## Texto para leitura:

Publico.com
18.10.2006
http://jornal.publico.clix.pt/default.asp?a=2006&m=10&d=18&uid=&sid=11359
Adelino Gomes
Pedidos processos judiciais contra 90 pessoas. Roque Rodrigues e Taur são surpresa. Alkatiri diz-se inconformado.
O ex-primeiro-ministro Mari Alkatiri acusa a Comissão Independente Especial da ONU de usar dois pesos e duas medidas na análise das responsabilidades pela crise que desembocou em actos de violência em Abril e Maio passados, em Timor-Leste. "O relatório veio abrir campo para novas suspeições e rumores, o que de modo nenhum ajuda a resolver de forma justa esta crise", disse ao PÚBLICO, num contacto telefónico ontem a meio da tarde (início da madrugada em Díli).
O relatório, ontem entregue ao Parlamento Nacional de Timor-Leste e de imediato divulgado pela ONU em três línguas - tétum, português e inglês -, recomenda a abertura de processos judiciais contra nove dezenas de ex-governantes, oficiais do exército e da polícia, soldados e vários civis, por crimes praticados durante os confrontos.
Entre os incriminados - vários apenas identificados pelo apelido ou mesmo pelo primeiro nome - figuram os ex-ministros da Defesa, Roque Rodrigues, e do Interior, Rogério Lobato, o comandante das F-FDTL (Falintil/Forças de Defesa de Timor-Leste), brigadeiro Taur Matan Ruak, e dois dos seus principais oficiais superiores, Lere e Falur, antigos comandantes guerrilheiros, tal como Ruak. O major Reinado, antigo comandante da Polícia Militar, actualmente a monte, o tenente Salsinha, chefe dos peticionários que abandonaram o exército, e Vicente Railós, que alega ter sido encarregado por Alkatiri e Rogério Lobato de eliminar os peticionários e líderes da oposição, constam igualmente da lista.
"Querem branquear uma das partes"
Nenhum crime é atribuído às duas figuras que surgiram a protagonizar o confronto institucional - Xanana Gusmão, Presidente, e Mari Alkatiri, primeiro-ministro e secretário-geral da Fretilin. Enquanto, porém, o primeiro é apenas criticado, o segundo vê-se alvo novamente de suspeitas de envolvimento na distribuição de armas, pelo que a comissão da ONU recomenda que sejam empreendidas novas investigações à sua actuação na crise (ver caixa).
Numa primeira reacção à imprensa nacional e internacional, Alkatiri declarou-se "razoavelmente satisfeito" com as conclusões do relatório.
Após ter lido o texto integral, porém, o ex-primeiro-ministro mudou de opinião. Porque considera injustas, quer a manutenção de suspeições sobre um seu alegado conhecimento da distribuição de armas a civis, quer as acusações formuladas pela comissão contra Matan Ruak e Roque Rodrigues. "Dá a impressão que queriam branquear um das partes - o comando da PNTL [a polícia nacional] - e colocar o ónus sobre o comando da outra - as F-FDTL [as Forças de Defesa]", acusou.

## Enunciado da tarefa 1:
Localize nos registos abaixo todas as linhas que contêm a palavra "container" e copie-as. A distinção entre maiúsculas e minúsculas conta.

## Dados guardados:

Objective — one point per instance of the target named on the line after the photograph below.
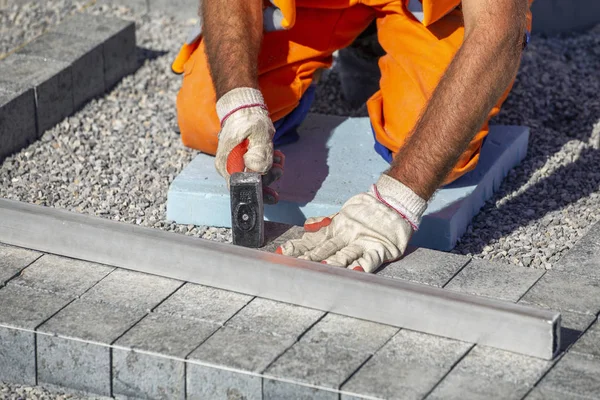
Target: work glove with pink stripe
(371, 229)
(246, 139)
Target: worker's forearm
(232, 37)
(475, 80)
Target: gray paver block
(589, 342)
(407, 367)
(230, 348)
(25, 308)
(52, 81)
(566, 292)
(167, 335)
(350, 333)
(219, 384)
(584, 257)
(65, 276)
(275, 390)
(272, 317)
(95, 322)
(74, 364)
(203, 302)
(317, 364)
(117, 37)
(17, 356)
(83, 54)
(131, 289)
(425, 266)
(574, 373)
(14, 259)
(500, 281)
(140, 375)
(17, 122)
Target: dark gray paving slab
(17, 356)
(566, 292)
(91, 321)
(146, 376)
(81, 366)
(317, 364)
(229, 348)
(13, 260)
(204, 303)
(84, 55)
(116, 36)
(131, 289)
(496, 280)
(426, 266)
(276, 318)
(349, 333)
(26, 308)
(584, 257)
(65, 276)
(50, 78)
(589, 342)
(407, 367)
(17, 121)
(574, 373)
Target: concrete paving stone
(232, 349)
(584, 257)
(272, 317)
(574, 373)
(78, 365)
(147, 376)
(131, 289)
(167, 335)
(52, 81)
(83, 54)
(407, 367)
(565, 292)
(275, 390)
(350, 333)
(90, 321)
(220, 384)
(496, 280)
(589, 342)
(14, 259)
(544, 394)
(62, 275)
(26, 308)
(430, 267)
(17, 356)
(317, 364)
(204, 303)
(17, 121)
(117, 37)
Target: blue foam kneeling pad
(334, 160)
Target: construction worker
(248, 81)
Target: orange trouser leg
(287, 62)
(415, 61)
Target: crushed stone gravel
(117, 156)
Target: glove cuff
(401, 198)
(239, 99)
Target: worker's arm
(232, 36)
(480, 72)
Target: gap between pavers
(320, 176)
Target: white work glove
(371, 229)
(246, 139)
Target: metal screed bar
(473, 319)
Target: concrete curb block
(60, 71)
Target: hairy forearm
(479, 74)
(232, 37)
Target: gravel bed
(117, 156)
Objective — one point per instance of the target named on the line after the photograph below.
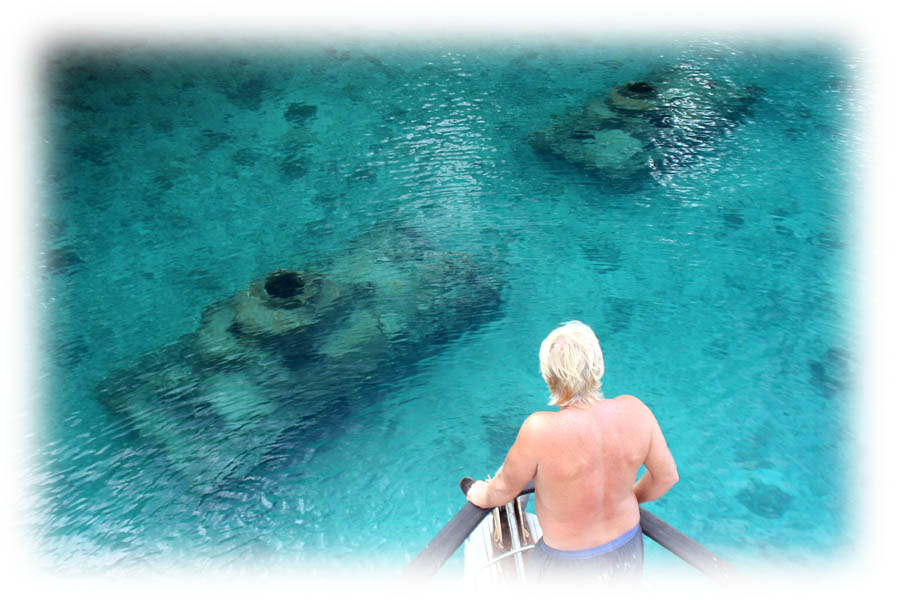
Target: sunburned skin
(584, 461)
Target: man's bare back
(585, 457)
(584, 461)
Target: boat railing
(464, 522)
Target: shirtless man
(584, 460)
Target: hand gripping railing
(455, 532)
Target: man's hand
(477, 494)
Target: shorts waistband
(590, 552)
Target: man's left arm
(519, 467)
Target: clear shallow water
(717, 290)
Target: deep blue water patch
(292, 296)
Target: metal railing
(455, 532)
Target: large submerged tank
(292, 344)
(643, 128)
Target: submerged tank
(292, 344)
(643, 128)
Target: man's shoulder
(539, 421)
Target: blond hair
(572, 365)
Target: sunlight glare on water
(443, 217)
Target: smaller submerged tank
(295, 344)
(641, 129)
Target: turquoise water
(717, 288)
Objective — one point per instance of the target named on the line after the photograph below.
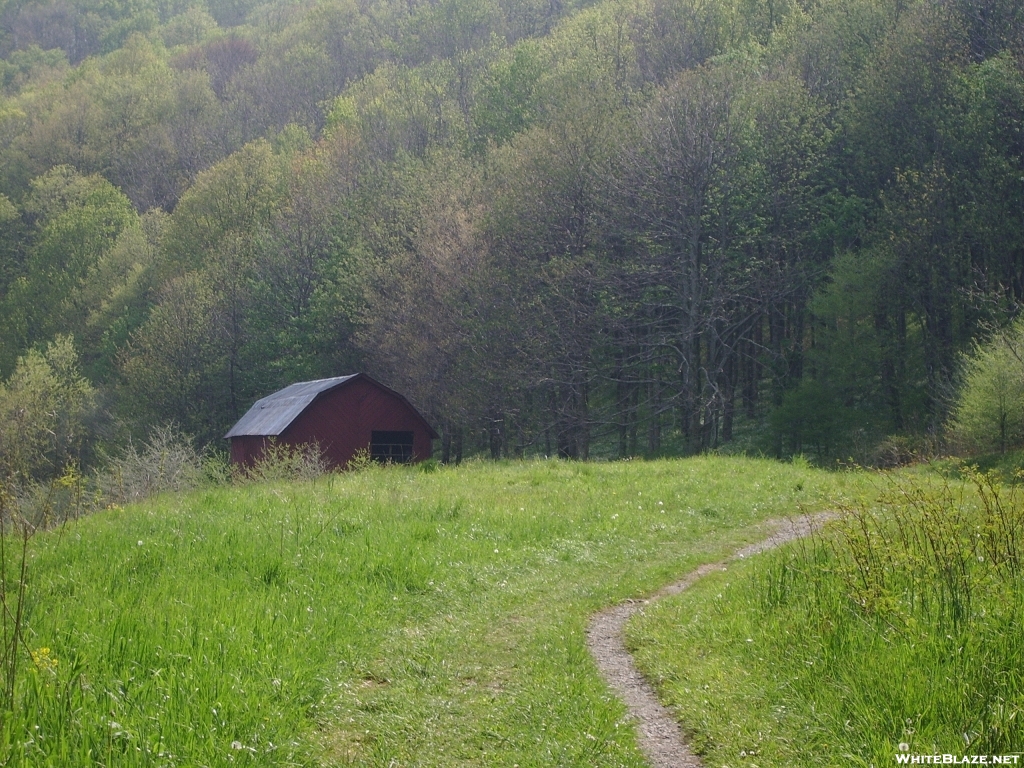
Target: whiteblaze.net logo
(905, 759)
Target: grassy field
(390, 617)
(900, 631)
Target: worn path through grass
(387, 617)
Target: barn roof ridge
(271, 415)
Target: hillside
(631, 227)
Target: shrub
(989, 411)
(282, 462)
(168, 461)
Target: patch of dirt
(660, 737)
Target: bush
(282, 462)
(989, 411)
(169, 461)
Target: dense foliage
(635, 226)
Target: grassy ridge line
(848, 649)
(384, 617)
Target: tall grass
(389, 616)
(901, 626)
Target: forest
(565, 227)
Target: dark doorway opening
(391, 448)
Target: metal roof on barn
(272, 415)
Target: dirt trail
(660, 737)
==
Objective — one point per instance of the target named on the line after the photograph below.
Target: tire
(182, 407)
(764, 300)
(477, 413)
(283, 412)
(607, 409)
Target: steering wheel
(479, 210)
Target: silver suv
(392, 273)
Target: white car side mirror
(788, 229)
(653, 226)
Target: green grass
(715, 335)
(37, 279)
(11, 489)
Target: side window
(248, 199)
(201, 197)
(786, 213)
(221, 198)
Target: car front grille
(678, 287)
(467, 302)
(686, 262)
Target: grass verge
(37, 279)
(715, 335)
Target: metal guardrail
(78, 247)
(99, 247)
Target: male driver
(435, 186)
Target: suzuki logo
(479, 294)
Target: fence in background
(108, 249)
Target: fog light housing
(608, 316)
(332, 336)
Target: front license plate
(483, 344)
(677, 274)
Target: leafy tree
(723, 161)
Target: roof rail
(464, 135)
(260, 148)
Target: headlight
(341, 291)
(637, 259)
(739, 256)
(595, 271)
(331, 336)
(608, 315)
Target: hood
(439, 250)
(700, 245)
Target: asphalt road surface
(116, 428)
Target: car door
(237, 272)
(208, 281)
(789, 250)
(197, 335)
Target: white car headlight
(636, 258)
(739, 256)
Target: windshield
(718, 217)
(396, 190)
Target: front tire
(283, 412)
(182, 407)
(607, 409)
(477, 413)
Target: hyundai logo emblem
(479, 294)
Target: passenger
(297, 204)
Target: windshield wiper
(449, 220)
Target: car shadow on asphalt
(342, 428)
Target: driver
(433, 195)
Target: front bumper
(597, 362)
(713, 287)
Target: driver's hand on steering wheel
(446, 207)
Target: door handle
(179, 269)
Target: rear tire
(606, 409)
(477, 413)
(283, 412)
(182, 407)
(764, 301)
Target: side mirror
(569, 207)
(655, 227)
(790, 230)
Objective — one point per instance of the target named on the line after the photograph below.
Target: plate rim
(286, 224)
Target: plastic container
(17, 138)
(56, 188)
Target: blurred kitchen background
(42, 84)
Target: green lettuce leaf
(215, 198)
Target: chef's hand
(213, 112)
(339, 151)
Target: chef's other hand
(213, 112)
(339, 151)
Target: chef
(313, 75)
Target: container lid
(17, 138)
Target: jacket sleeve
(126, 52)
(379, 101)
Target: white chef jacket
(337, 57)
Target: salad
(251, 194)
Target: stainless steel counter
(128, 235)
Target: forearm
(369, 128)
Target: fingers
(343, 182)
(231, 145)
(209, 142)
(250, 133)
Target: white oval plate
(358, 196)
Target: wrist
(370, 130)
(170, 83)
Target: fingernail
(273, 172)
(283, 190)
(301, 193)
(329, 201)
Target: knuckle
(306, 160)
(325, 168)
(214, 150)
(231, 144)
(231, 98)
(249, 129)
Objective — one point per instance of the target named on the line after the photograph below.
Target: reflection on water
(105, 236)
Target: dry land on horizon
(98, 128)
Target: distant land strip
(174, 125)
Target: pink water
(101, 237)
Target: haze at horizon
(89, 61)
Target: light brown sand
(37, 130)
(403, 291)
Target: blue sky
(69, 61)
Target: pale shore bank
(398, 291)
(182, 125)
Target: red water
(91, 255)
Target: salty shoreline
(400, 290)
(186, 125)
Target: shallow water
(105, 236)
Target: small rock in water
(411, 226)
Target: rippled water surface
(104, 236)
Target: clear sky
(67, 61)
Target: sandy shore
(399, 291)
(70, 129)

## Enunciado da tarefa 2:
Reproduza sem alterações o trecho da notícia sobre o relatório da ONU em Timor-Leste, de "Nenhum crime é" a "conclusões do relatório.".

## Resultado da tarefa 1:
Target: plastic container
Target: container lid

## Resultado da tarefa 2:
Nenhum crime é atribuído às duas figuras que surgiram a protagonizar o confronto institucional - Xanana Gusmão, Presidente, e Mari Alkatiri, primeiro-ministro e secretário-geral da Fretilin. Enquanto, porém, o primeiro é apenas criticado, o segundo vê-se alvo novamente de suspeitas de envolvimento na distribuição de armas, pelo que a comissão da ONU recomenda que sejam empreendidas novas investigações à sua actuação na crise (ver caixa).
Numa primeira reacção à imprensa nacional e internacional, Alkatiri declarou-se "razoavelmente satisfeito" com as conclusões do relatório.